▶ _EXCERPT PROVIDED_
>> BEGIN

This Proxy Statement is furnished in connection with the solicitation by the Board of Directors of Bright Scholar Education Holdings Limited, a Cayman Islands company (the “Company”), of proxies from the holders of the issued and outstanding Class A and Class B ordinary shares of the Company, par value US$0.00001 per share (collectively, the “Ordinary Shares”) to be exercised at the Extraordinary General Meeting of the Company (the “EGM”) to be held at No.1, Country Garden Road, Beijiao Town, Shunde District, Foshan, Guangdong 528300, The People’s Republic of China on December 10, 2021 at 10:00 a.m., Beijing Time (GMT+8).

 

Only the holders of record of the Ordinary Shares at the close of business on November 15, 2021 (the “Record Date”) are entitled to notice of and to vote at the EGM. In respect of the matters requiring shareholders’ vote at the EGM, each Class A ordinary share is entitled to one vote, and each Class B ordinary share is entitled to 20 votes. Shares underlying the Company’s American depositary shares (“ADSs”) are Class A ordinary shares. Each ADS represents one Class A ordinary share.

>> END

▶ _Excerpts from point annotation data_

>> BEGIN

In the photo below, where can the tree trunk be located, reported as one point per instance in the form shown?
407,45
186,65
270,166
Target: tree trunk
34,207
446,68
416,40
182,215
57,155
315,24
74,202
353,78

>> END

▶ _PROBLEMS TO WORK ON_
1. According to the proxy statement excerpt, how many votes is each Class B ordinary share entitled to at the EGM?
2. Repeat the passage of the proxy statement excerpt starting at "Only the holders" and ending at "Class A ordinary share.".

▶ _SET OF ANSWERS_
1. Each Class B ordinary share is entitled to 20 votes.

2.
Only the holders of record of the Ordinary Shares at the close of business on November 15, 2021 (the “Record Date”) are entitled to notice of and to vote at the EGM. In respect of the matters requiring shareholders’ vote at the EGM, each Class A ordinary share is entitled to one vote, and each Class B ordinary share is entitled to 20 votes. Shares underlying the Company’s American depositary shares (“ADSs”) are Class A ordinary shares. Each ADS represents one Class A ordinary share.